[DATA — start]

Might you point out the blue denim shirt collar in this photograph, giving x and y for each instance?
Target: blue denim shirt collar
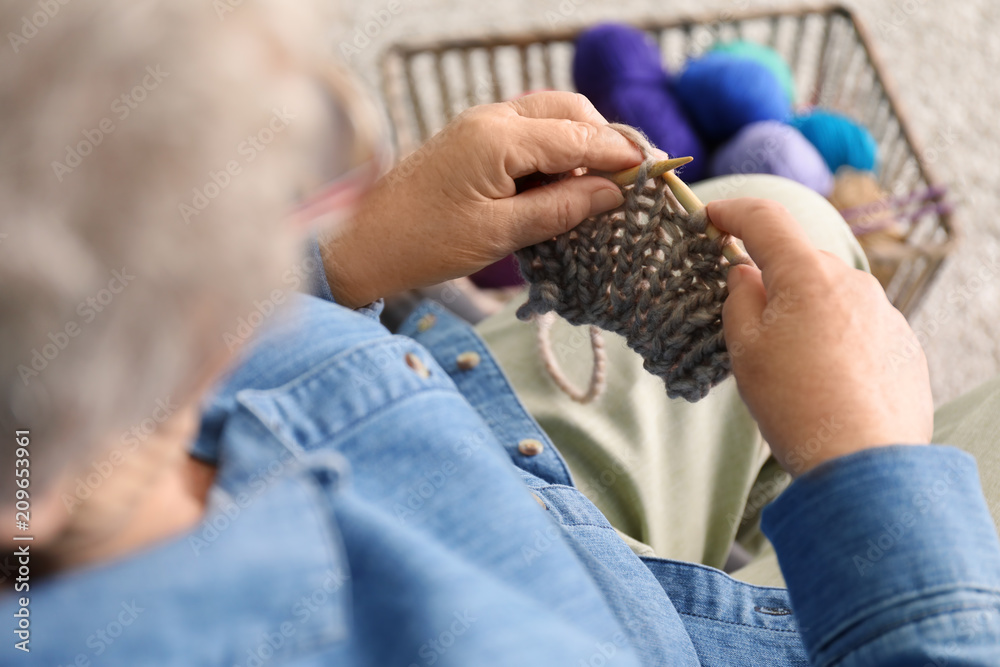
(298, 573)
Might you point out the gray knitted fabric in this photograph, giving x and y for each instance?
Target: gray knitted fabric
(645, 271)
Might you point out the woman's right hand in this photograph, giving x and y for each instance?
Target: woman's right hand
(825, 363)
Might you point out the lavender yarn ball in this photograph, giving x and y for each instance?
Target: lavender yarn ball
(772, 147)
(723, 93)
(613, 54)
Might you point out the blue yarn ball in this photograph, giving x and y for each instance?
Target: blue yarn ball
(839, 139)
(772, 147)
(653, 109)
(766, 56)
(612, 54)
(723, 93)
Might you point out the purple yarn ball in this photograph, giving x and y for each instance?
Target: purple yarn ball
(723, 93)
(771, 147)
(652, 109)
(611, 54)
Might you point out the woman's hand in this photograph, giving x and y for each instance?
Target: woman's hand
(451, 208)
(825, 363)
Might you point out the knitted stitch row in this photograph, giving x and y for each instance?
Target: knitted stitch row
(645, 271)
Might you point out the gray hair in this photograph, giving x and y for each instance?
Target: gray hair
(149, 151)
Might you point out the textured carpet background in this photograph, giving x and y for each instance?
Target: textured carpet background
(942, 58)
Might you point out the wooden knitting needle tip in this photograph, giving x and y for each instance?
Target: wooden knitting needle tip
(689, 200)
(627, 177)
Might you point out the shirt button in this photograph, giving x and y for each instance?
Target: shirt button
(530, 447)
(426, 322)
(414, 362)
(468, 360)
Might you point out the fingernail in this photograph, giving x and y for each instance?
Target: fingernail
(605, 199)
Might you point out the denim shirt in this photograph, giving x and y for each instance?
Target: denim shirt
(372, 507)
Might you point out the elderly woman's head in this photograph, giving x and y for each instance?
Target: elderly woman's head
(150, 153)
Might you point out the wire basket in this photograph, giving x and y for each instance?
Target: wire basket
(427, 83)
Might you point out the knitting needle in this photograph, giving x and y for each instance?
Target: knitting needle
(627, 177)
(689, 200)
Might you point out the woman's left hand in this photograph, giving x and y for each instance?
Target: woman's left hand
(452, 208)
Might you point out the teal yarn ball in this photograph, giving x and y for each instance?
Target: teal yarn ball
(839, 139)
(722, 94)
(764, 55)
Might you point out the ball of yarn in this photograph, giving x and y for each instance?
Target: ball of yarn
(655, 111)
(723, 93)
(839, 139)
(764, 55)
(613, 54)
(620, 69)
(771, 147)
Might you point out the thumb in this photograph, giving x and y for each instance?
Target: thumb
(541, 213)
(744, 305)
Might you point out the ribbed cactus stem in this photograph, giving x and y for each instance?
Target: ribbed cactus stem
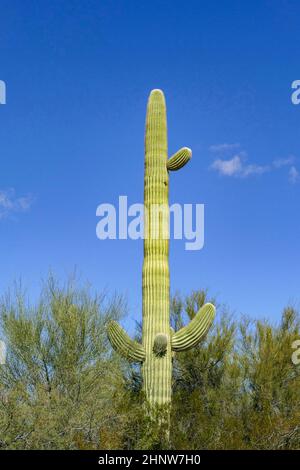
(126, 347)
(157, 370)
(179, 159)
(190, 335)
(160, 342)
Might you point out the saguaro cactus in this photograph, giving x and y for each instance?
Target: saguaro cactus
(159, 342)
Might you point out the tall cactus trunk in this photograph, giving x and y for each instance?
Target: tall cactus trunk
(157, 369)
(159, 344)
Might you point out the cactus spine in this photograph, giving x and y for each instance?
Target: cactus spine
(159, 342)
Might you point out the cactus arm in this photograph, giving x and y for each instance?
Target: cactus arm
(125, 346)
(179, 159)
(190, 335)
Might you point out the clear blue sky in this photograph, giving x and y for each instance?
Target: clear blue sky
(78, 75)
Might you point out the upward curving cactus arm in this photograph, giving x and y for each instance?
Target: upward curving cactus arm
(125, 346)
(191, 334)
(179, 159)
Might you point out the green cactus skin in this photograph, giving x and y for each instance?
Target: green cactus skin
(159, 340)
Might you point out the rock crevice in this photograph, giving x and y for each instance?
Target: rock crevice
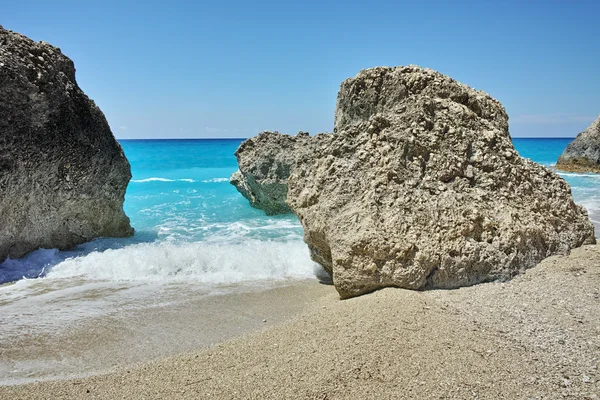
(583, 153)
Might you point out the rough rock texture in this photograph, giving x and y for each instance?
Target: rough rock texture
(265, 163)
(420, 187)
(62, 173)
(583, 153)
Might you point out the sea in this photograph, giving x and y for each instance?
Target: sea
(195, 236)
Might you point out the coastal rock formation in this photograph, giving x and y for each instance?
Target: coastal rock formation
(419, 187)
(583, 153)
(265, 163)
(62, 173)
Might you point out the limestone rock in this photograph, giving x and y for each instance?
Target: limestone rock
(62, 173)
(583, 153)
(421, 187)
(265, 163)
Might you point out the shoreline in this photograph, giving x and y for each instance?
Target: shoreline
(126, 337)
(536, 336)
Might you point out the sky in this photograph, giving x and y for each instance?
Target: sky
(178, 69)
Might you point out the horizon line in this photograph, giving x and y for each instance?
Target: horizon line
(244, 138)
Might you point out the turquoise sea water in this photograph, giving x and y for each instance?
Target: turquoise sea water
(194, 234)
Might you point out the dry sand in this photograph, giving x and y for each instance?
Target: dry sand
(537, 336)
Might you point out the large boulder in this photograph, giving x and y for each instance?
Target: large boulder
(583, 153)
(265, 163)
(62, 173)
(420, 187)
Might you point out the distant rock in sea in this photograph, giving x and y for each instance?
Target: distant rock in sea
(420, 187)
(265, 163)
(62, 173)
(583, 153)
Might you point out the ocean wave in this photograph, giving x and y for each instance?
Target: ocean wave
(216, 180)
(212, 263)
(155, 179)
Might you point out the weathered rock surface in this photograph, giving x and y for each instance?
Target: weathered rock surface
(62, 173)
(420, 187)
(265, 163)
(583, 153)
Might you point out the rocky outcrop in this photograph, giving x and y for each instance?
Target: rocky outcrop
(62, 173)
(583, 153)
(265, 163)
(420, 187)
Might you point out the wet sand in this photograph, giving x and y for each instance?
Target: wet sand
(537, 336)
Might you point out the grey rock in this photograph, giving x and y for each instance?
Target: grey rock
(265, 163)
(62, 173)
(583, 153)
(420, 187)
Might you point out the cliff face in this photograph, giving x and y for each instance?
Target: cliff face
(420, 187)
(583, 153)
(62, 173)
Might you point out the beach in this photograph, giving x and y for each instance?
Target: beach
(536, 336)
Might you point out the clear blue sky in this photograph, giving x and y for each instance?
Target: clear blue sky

[DATA — finish]

If an entry above holds a picture, omit the picture but retype everything else exactly.

** THE ANSWER **
Might you point out the blue denim shirt collar in this photograph, giving x and y for each instance?
Target: blue denim shirt collar
(298, 573)
Might you point out the gray knitted fabric in this photograph, giving x and y for each instance?
Target: gray knitted fabric
(645, 271)
Might you point out the woman's right hand in this photograph, giving x and y for each instance?
Target: woman's right hand
(825, 363)
Might you point out the lavender yarn ball in this photograph, giving x and y for each instance?
Target: lavender yarn ball
(772, 147)
(723, 93)
(613, 54)
Might you point out the blue yarn ball in this photograph, giving x and y for each instance?
Target: blue yarn ball
(839, 139)
(772, 147)
(653, 109)
(766, 56)
(612, 54)
(723, 93)
Might you point out the purple yarn ball in this photograph, giving x and y for each instance?
Target: purple yarn ball
(723, 93)
(771, 147)
(652, 109)
(611, 54)
Might you point out the woman's hand in this photograph, giving x and y for each instance?
Target: woman's hand
(451, 208)
(825, 363)
Might you point out the knitted stitch row in this photograph, giving x and y for each instance?
Target: knitted stitch row
(645, 271)
Might you point out the gray hair in this photograph, giving x and y for each instance?
Target: gray hair
(149, 151)
Might you point out the textured carpet background in this photograph, giving x and y for each instance?
Target: textured carpet background
(942, 58)
Might you point out the wooden knitting needle tip in this photograph, giving x and y for each instance?
Target: wooden knitting needle tip
(689, 200)
(627, 177)
Might you point out the shirt button in this photograph, giving x and y for each instance?
Target: shirt button
(530, 447)
(426, 322)
(414, 362)
(468, 360)
Might you point out the fingernail in this photograph, giving x and y for each instance?
Target: fingernail
(605, 199)
Might you point out the denim shirt in this photograph, giving x and y for each instance?
Target: denim shirt
(372, 507)
Might you point out the elderly woman's head in this photograph, giving x and y for each instance?
Target: elderly woman's head
(150, 153)
Might you point out the wire basket in this photograph, giving x and y for each instance?
Target: wire basket
(427, 83)
Might you point out the knitting needle in this photograph, giving x and y for each instance?
Target: knitting needle
(627, 177)
(689, 200)
Might you point out the woman's left hand in this photograph, giving x and y for each instance?
Target: woman's left hand
(452, 208)
Might you point out the teal yarn ball in this photograph, giving x and y for each instance?
Target: teal yarn ball
(839, 139)
(722, 94)
(764, 55)
Might you point out the ball of yarn in this photograph, giving x and y for each instance?
Target: ball of yarn
(655, 111)
(723, 93)
(839, 139)
(764, 55)
(613, 54)
(620, 69)
(771, 147)
Might you point out the thumb in this photograph, giving x and y for each instance?
Target: thumb
(541, 213)
(744, 305)
Might you point out the ribbed cactus stem in this photograph, giving x and y for each instance?
Target: ribbed cactus stem
(126, 347)
(157, 370)
(179, 159)
(190, 335)
(160, 342)
Might you point out the saguaro cactus in this photograph, giving x and y for each instance?
Target: saguaro cactus
(159, 342)
Might you point out the tall cactus trunk in this photograph, giving x and y for each instance?
Target: tall cactus trunk
(157, 369)
(159, 344)
Might you point out the cactus spine in this photograph, giving x and y for each instance?
Target: cactus spine
(159, 342)
Might you point out the cactus arm in this photograph, giving x and y for each instance?
Target: cactus arm
(125, 346)
(179, 159)
(190, 335)
Might you point out the clear blue sky in this photograph, giving x and y for each instance?
Target: clear blue sky
(78, 75)
Might you point out the upward curving cactus arm in this photograph, giving x and y for each instance?
Target: upward curving cactus arm
(125, 346)
(191, 334)
(179, 159)
Might you point out the green cactus skin in this photograph, giving x and y for each instance?
Target: green cactus skin
(159, 340)
Might you point out the rock crevice in this photograph, giving x and y for each instance?
Target: rock crevice
(583, 153)
Might you point out the rough rock texture in this photograph, giving x and y for each instance?
Target: rough rock texture
(265, 163)
(420, 187)
(62, 173)
(583, 153)
Might you point out the sea in this photograph, giving x and y for each instance?
Target: sea
(195, 236)
Might you point out the coastal rock formation in this photograph, giving x and y for each instance?
Target: coastal rock formation
(419, 187)
(583, 153)
(265, 163)
(62, 173)
Might you point out the limestone rock in this photograph, giving x and y for each instance?
Target: limestone rock
(62, 173)
(583, 153)
(421, 187)
(265, 163)
Might you point out the shoreline in this photograph, giving x and y for each instance?
Target: shoreline
(126, 337)
(536, 336)
Might you point out the sky in this photograph, giving x and y for each instance?
Target: sky
(178, 69)
Might you point out the horizon line in this photograph, giving x and y for each instance?
Target: horizon line
(244, 138)
Might you point out the turquoise sea water in this photograph, giving x and y for each instance?
Target: turquoise sea water
(194, 234)
Might you point out the dry sand in this photograph, giving x and y for each instance?
Target: dry sand
(537, 336)
Might you point out the large boulder in this photograph, giving x and y for each instance?
Target: large boulder
(583, 153)
(265, 163)
(62, 173)
(420, 187)
Might you point out the distant rock in sea in this photograph, giving x and y for each instance?
Target: distant rock in sea
(420, 187)
(265, 163)
(62, 173)
(583, 153)
Might you point out the ocean wave in this photograph, giving x and y for each instance?
Target: ocean wave
(216, 180)
(212, 263)
(155, 179)
Might you point out the weathered rock surface in this photograph, giving x and y for each instance?
Target: weathered rock surface
(62, 173)
(420, 187)
(265, 163)
(583, 153)
Might you point out the rocky outcrop in this photograph, giving x and y for each instance?
Target: rocky outcrop
(62, 173)
(583, 153)
(265, 163)
(420, 187)
Might you point out the wet sand in this photograph, giving x and y for each instance?
Target: wet sand
(537, 336)
Might you point out the grey rock in this photograph, giving x and y for each instance?
Target: grey rock
(265, 163)
(62, 173)
(583, 153)
(420, 187)
Might you point out the cliff face in this photograph, giving x and y for each instance?
Target: cliff face
(420, 187)
(583, 153)
(62, 173)
Might you point out the beach in this photograph, giving x and y for each instance?
Target: beach
(536, 336)
Might you point out the clear blue sky in this photograph, giving x and y for each instance?
Target: clear blue sky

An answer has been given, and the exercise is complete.